> **Written request 1**
Extract every line of the records that contains the string "roof", treating case as significant.

Republic of the Philippines
SUPREME COURT
Manila
EN BANC
G.R. No. L-11109 January 7, 1918
AMADEO MATUTE, plaintiff-appellant,
vs.
CHEONG BOO, defendant-appellant.
Jose Julian for plaintiff.
No appearance for defendant.
STREET, J.:
Upon January 14, 1915, a contract was made between the plaintiff, Amadeo Matute, a resident of Davao, Philippine Islands, and the defendant Cheong Boo, a resident of Zamboanga, Philippine Province of Zamboanga, Philippine Islands, by which it was stipulated that the former should deliver and the latter should receive, within the month of February of the same year, a quantity of more than 300 and less than 500 piculs of mastic (almaciga) at the price of P8.50 per picul. The plaintiff Matute performed his part of the contract by collecting and transporting to the city of Zamboanga some 500 piculs of the resin within the time stated in the contract. Upon the arrival of this shipment at Zamboanga, on February 22, 1915, the plaintiff notified the defendant, but the latter refused to accept delivery. The plaintiff thereupon stored the almaciga; and upon February 27, 1915, he instituted this action in the Court of First Instance of the Province of Zamboanga, praying that the court should enter judgment in his favor requiring the defendant to fulfill the contract and accept the almaciga in question and furthermore should enter judgment for the price of the almaciga, plus damages and costs. At the hearing the court found that the contract was made, as alleged; that the almaciga was merchantable quality, and that the defendant had violated his contract in refusing to receive it. Judgment was accordingly given in favor of the plaintiff and against the defendant in the following terms:
Let judgment be entered in favor of the plaintiff and against the defendant, requiring the latter to comply with the terms of the contract set forth in the complaint, that is to say; to receive and accept the five hundred piculs of almaciga offered by the plaintiff, and to pay to the plaintiff the sum of P4,861.17, together with interest thereon at the legal rate from the date of the filing of the complaint, and costs of this action. In case the defendant shall refuse to accept said almaciga and pay to the plaintiff the amount of this judgment for the period of thirty days, the plaintiff will sell said almaciga for the highest price possible, crediting the amount received upon this judgment.

> **Written request 2**
Answer these questions from the court decision above, one per line:
(a) What price per picul of almaciga did the contract set?
(b) On what date did the plaintiff's shipment arrive at Zamboanga?
(c) What sum does the judgment order the defendant to pay the plaintiff, before interest and costs?

> **Supplied material**
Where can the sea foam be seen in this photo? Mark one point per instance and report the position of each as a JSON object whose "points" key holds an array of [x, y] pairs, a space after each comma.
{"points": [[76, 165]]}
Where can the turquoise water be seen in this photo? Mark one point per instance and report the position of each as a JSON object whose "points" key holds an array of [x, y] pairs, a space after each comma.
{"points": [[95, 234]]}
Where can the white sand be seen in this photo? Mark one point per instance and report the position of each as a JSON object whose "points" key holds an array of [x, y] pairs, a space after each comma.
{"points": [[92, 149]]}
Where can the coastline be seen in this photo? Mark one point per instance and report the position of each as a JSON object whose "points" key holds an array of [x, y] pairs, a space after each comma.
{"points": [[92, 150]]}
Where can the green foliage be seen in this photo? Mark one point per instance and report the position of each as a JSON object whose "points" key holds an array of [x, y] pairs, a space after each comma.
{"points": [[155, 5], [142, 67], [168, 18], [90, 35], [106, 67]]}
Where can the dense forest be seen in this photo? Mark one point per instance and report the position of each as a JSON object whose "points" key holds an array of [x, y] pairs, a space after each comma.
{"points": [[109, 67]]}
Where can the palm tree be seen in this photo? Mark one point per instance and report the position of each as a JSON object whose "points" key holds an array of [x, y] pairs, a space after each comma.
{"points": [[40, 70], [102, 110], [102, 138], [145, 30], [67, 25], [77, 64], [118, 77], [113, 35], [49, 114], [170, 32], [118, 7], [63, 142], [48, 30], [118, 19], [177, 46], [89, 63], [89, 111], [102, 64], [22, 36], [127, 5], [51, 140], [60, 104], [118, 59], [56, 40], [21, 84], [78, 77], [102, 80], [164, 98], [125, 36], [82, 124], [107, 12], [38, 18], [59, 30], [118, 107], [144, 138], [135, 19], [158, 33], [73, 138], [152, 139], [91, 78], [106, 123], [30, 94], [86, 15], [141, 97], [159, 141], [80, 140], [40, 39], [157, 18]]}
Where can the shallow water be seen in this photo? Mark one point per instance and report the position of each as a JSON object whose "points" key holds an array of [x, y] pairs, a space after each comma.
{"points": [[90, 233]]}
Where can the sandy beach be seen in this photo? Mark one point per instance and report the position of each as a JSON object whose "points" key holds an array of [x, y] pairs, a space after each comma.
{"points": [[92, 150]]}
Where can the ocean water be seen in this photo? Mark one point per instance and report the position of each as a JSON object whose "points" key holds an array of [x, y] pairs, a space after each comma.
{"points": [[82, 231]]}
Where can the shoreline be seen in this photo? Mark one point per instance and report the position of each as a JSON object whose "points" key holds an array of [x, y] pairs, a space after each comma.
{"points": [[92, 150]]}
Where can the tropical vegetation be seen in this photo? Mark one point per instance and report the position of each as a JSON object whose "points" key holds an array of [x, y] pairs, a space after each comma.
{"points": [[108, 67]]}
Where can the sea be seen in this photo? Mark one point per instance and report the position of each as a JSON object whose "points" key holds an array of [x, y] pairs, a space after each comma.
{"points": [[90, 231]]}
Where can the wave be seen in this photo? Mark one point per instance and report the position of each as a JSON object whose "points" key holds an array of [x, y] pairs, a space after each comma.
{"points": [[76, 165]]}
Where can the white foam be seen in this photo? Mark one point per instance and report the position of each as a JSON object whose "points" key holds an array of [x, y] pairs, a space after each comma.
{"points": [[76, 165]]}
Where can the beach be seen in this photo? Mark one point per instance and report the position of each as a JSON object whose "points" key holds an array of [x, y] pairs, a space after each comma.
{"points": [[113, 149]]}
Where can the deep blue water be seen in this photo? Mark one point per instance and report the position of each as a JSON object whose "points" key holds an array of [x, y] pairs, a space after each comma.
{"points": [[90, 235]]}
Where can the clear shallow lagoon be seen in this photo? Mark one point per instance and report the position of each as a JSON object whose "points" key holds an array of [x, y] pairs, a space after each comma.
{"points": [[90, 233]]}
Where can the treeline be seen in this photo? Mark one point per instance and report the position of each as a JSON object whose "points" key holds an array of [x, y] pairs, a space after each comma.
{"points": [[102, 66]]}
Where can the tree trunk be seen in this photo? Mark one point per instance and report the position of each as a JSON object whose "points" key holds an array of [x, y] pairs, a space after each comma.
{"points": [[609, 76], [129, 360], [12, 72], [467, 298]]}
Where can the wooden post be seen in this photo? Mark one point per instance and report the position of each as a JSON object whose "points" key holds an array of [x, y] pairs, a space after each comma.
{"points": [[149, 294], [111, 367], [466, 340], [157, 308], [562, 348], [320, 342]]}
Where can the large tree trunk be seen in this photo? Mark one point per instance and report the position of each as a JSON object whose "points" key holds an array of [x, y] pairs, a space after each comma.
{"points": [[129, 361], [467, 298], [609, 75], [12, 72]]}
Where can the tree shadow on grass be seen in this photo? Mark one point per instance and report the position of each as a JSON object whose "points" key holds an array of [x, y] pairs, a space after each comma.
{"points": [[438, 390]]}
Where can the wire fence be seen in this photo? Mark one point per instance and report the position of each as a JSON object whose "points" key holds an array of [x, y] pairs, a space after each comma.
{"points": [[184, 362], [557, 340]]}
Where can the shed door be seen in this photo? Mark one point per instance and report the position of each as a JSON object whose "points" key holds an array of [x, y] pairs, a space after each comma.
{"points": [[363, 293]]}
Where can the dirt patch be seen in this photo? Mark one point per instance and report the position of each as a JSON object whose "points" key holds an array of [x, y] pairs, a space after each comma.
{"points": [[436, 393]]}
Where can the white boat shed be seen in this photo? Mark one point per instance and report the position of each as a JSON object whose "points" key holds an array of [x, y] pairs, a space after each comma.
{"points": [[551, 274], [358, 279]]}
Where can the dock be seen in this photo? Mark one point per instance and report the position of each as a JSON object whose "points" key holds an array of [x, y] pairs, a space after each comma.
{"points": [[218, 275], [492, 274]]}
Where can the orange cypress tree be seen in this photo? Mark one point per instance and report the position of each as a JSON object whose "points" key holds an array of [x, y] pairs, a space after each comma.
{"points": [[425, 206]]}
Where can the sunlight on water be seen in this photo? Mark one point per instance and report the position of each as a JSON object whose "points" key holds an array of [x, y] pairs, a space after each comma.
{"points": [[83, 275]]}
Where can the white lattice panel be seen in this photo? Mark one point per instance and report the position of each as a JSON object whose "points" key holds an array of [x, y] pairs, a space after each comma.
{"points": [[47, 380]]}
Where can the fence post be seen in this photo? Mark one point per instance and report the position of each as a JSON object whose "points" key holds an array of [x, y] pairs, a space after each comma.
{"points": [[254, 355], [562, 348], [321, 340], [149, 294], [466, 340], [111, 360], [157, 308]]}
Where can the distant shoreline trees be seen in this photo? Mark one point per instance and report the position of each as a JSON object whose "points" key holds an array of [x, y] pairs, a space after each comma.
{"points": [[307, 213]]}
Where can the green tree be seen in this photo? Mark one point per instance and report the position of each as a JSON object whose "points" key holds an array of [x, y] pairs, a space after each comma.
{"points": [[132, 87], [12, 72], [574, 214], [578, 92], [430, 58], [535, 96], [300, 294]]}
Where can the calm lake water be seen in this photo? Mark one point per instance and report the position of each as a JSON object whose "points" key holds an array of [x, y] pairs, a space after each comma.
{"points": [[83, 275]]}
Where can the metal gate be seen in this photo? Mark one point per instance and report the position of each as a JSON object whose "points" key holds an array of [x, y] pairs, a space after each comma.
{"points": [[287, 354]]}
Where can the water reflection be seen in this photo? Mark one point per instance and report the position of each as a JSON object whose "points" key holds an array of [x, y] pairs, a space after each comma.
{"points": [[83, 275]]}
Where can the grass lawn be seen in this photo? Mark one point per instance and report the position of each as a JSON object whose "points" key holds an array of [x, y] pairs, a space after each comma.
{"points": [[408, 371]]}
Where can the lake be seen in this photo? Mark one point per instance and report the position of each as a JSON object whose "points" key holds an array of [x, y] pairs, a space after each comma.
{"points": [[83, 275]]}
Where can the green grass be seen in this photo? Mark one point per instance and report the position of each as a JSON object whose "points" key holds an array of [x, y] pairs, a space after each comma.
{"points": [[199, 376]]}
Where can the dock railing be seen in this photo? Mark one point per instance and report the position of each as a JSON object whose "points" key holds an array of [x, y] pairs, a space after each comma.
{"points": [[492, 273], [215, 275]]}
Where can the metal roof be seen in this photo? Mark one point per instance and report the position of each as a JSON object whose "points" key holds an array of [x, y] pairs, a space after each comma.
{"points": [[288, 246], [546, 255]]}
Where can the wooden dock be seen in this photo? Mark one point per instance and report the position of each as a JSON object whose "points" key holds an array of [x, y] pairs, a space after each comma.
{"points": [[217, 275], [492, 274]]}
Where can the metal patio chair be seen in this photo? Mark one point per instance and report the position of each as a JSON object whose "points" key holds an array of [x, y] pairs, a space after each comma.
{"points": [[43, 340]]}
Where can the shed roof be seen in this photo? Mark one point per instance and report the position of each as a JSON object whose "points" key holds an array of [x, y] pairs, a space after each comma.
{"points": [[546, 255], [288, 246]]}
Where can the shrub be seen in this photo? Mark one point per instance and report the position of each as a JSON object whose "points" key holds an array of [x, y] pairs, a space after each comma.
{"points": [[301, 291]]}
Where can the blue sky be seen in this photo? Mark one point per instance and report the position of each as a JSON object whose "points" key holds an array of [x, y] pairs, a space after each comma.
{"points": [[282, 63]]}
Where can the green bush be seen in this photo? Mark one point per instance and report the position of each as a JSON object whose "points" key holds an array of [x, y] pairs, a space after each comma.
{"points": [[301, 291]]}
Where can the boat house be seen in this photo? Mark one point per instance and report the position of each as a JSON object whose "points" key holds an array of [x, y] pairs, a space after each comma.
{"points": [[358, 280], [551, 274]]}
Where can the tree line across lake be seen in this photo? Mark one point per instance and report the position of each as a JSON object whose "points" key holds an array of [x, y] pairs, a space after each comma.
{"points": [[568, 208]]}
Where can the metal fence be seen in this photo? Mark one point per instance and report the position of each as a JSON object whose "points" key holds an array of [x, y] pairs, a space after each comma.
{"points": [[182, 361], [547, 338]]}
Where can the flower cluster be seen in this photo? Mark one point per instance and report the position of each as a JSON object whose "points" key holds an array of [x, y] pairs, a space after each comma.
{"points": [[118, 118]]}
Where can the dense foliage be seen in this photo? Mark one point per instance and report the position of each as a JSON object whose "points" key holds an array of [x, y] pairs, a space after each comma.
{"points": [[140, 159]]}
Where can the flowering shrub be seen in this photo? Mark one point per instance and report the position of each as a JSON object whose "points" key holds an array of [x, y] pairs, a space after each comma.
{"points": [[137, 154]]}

> **Written answer 1**
Where can the metal roof be seen in this photo? Mark one point per instance and report the position of each as a JSON object whose "points" key holds an array of [x, y] pairs, a space after each comma.
Where can the shed roof be seen in this photo? Mark one point per instance and report the position of each as a JSON object whose "points" key holds an array of [x, y] pairs, a space after each comma.

> **Written answer 2**
(a) P8.50 per picul
(b) February 22, 1915
(c) P4,861.17